### Stated exercise:
Copy out every one of the records below word for word, leaving nothing out and changing nothing.

### Source records:
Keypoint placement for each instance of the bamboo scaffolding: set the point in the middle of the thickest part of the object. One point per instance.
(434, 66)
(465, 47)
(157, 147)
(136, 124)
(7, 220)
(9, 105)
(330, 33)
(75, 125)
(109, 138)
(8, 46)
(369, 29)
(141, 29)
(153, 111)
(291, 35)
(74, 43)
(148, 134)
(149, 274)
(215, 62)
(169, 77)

### Task output:
Keypoint placement for each instance of the bamboo scaffolding: set the point in the middle of the thickest part of the object. One point per instance.
(434, 66)
(465, 47)
(157, 147)
(136, 124)
(7, 220)
(9, 105)
(330, 33)
(75, 125)
(109, 138)
(8, 46)
(369, 29)
(141, 29)
(153, 111)
(291, 35)
(74, 43)
(148, 134)
(149, 274)
(215, 62)
(169, 77)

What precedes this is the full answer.